Excerpt provided —
━━━
When developing a marketing strategy, one of the most important starting points is a five Cs analysis. The five Cs are customer behavior, company, collaborators, competition, and context. Let’s take a deep dive into the first C, customer behavior. Your customer is most important, without having a deep understanding of who your customer is and how to market to them, it isn’t very likely that your business will be a success.
Here are some pertinent questions to answer as you develop your customer analysis according to Robert J. Dolan’s Framework for Marketing Strategy Formation:
- Who are the decisionmakers? Is it a group of people? Consider if your product or service is business-to-business or business-to-consumer
- What does the decision-making process look like? This will help you discover if your product or service is a fit for the market.
- What does the potential customer market look like? How big is the market? What demographic of people are likely to use your product?
- According to Thomas Bonoma, there are six roles within the buying process that you may also want to consider: initiators, gatekeepers, influencers, purchasers, and buyers.
━━━
[Data extracted from a collection]

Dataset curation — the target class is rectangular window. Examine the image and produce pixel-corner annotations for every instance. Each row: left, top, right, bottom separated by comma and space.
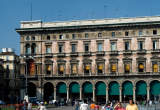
85, 33, 89, 38
153, 40, 157, 50
58, 45, 63, 53
46, 46, 51, 53
125, 31, 129, 36
72, 44, 76, 52
84, 44, 89, 52
138, 30, 143, 36
138, 41, 143, 50
98, 43, 102, 51
153, 30, 157, 35
98, 33, 102, 38
112, 32, 115, 37
125, 41, 129, 50
111, 42, 116, 51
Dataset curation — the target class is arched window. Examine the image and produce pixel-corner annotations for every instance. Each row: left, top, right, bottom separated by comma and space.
26, 44, 31, 54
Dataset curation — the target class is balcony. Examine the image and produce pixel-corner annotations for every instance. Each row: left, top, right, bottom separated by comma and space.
110, 50, 118, 55
137, 49, 146, 54
83, 52, 92, 56
123, 50, 132, 55
96, 51, 105, 56
45, 53, 53, 58
151, 49, 160, 54
57, 53, 66, 57
70, 52, 78, 57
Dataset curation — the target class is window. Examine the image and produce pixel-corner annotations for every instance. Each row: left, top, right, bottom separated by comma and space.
153, 30, 157, 35
112, 32, 115, 37
97, 63, 104, 74
111, 63, 117, 73
58, 45, 63, 53
72, 34, 76, 39
72, 44, 76, 52
152, 62, 158, 72
32, 36, 35, 40
84, 43, 89, 52
125, 41, 130, 51
46, 65, 52, 75
46, 45, 51, 53
111, 42, 116, 51
58, 64, 64, 75
138, 63, 144, 72
98, 43, 102, 51
124, 63, 130, 73
84, 64, 91, 75
138, 41, 143, 50
138, 30, 143, 36
98, 33, 102, 38
47, 35, 51, 40
85, 33, 89, 38
26, 36, 30, 40
59, 35, 63, 39
153, 40, 158, 50
71, 64, 77, 74
125, 31, 129, 36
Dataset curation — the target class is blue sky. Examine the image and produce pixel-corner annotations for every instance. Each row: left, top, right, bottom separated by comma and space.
0, 0, 160, 54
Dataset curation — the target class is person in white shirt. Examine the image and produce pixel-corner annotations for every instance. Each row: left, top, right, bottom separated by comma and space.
80, 100, 89, 110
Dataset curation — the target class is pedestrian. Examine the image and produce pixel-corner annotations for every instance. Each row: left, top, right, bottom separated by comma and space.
114, 102, 125, 110
126, 99, 138, 110
80, 100, 89, 110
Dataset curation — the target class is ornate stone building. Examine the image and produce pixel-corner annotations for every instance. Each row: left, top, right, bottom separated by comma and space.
16, 16, 160, 103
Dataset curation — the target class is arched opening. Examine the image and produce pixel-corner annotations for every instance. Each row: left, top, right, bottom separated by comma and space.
150, 80, 160, 101
136, 81, 147, 101
82, 82, 93, 102
122, 81, 133, 102
56, 82, 67, 103
95, 82, 106, 104
69, 82, 80, 101
27, 82, 36, 97
109, 81, 119, 101
44, 82, 54, 102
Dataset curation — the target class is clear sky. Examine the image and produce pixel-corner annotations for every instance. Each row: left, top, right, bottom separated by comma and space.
0, 0, 160, 54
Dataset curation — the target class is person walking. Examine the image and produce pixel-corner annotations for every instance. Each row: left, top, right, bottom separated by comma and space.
80, 100, 89, 110
126, 99, 138, 110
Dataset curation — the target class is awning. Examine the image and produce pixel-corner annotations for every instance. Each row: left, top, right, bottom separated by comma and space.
109, 82, 119, 95
70, 83, 80, 93
136, 82, 147, 95
122, 82, 133, 95
96, 82, 106, 95
83, 82, 93, 93
150, 81, 160, 96
58, 83, 67, 94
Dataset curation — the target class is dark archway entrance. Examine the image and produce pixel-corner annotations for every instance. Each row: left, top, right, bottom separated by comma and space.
44, 82, 54, 101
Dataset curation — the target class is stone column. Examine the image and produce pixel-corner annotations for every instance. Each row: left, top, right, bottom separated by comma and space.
79, 86, 82, 100
106, 86, 109, 103
93, 85, 96, 102
67, 87, 69, 101
147, 86, 150, 101
119, 87, 122, 102
133, 86, 136, 102
54, 87, 57, 100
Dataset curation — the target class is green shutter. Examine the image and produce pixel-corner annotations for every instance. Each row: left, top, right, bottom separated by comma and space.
122, 82, 133, 95
109, 82, 119, 95
58, 83, 67, 94
70, 83, 80, 93
96, 82, 106, 95
150, 81, 160, 96
136, 82, 147, 95
83, 83, 93, 93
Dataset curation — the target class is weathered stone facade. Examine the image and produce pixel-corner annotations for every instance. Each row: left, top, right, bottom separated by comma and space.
16, 16, 160, 102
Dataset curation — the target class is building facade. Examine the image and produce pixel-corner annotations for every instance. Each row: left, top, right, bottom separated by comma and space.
16, 16, 160, 102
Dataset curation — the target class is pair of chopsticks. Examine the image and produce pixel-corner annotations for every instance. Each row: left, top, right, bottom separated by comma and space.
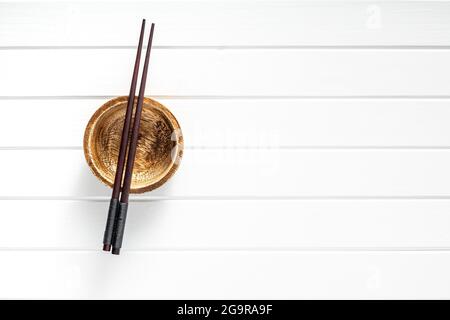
103, 19, 155, 255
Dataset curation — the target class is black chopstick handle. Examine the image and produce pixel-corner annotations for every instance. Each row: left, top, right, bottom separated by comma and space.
112, 202, 128, 255
103, 199, 119, 251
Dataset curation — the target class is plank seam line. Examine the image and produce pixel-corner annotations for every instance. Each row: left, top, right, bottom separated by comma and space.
0, 195, 450, 202
0, 145, 450, 151
0, 247, 450, 254
4, 95, 450, 100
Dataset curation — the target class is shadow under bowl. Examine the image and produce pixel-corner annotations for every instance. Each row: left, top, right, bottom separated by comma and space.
83, 96, 183, 193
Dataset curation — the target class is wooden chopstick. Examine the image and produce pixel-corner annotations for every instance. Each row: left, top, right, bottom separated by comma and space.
112, 23, 155, 255
103, 19, 145, 251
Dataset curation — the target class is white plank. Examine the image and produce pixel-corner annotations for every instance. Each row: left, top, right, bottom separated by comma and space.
0, 149, 450, 198
0, 49, 450, 97
0, 251, 450, 299
0, 200, 450, 251
0, 1, 450, 46
0, 98, 450, 148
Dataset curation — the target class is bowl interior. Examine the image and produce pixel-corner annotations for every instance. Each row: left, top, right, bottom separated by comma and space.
84, 97, 183, 193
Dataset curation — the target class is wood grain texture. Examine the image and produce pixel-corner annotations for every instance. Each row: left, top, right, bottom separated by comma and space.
0, 149, 450, 198
0, 197, 450, 252
0, 0, 450, 299
0, 49, 450, 97
0, 1, 450, 46
0, 98, 450, 148
0, 251, 450, 299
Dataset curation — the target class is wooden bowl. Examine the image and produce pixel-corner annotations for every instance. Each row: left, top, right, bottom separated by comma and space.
83, 96, 183, 193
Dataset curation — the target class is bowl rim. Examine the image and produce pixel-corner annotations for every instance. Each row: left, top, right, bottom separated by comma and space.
83, 96, 184, 194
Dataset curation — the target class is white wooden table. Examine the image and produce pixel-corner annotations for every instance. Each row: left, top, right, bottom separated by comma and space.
0, 0, 450, 299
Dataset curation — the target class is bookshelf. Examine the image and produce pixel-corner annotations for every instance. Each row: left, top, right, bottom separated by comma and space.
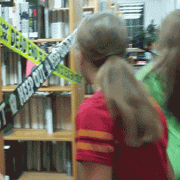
0, 0, 85, 180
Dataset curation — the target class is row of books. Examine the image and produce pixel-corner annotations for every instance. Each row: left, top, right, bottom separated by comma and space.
1, 46, 70, 86
4, 141, 72, 180
85, 84, 94, 94
6, 93, 72, 133
0, 0, 69, 39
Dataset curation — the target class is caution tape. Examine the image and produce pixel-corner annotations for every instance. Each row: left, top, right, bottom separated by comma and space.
0, 17, 83, 84
0, 17, 82, 130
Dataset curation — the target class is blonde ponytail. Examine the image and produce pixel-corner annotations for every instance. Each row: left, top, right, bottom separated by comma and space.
96, 56, 162, 147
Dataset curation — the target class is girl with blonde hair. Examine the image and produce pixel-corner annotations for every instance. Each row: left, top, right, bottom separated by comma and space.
75, 12, 173, 180
136, 10, 180, 180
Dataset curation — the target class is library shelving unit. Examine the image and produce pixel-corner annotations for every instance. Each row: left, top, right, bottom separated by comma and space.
0, 0, 85, 180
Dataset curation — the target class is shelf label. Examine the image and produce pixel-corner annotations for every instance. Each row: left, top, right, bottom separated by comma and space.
0, 17, 82, 130
0, 17, 83, 85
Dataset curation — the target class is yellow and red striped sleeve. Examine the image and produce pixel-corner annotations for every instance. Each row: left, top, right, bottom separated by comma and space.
76, 93, 114, 166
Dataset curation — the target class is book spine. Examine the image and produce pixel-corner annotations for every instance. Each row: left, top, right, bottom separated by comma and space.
44, 7, 50, 39
37, 5, 45, 38
29, 4, 38, 38
20, 2, 29, 38
16, 54, 22, 84
9, 50, 15, 85
37, 97, 45, 129
23, 101, 31, 129
12, 52, 18, 84
30, 97, 38, 129
1, 47, 7, 86
45, 97, 53, 133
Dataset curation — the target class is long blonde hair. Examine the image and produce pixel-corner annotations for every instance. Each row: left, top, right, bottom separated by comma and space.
75, 12, 162, 146
147, 10, 180, 121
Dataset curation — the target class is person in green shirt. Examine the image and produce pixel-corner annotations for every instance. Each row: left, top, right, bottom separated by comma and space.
136, 10, 180, 180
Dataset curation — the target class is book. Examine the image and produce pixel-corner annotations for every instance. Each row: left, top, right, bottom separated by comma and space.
━━━
Your tasks —
**1)** Rewrite the paragraph in the text on the five Cs that begins "When developing a marketing strategy" more briefly, keeping its main facts.
**2)** Repeat word for word the part of the text on the five Cs from "Here are some" up to and including "use your product?".

Answers to the exercise —
**1)** A five Cs analysis is a key starting point for a marketing strategy. The five Cs are customer behavior, company, collaborators, competition, and context. Customer behavior, the first C, matters most: without a deep understanding of who the customer is and how to market to them, a business is unlikely to succeed.

**2)**
Here are some pertinent questions to answer as you develop your customer analysis according to Robert J. Dolan’s Framework for Marketing Strategy Formation:
- Who are the decisionmakers? Is it a group of people? Consider if your product or service is business-to-business or business-to-consumer
- What does the decision-making process look like? This will help you discover if your product or service is a fit for the market.
- What does the potential customer market look like? How big is the market? What demographic of people are likely to use your product?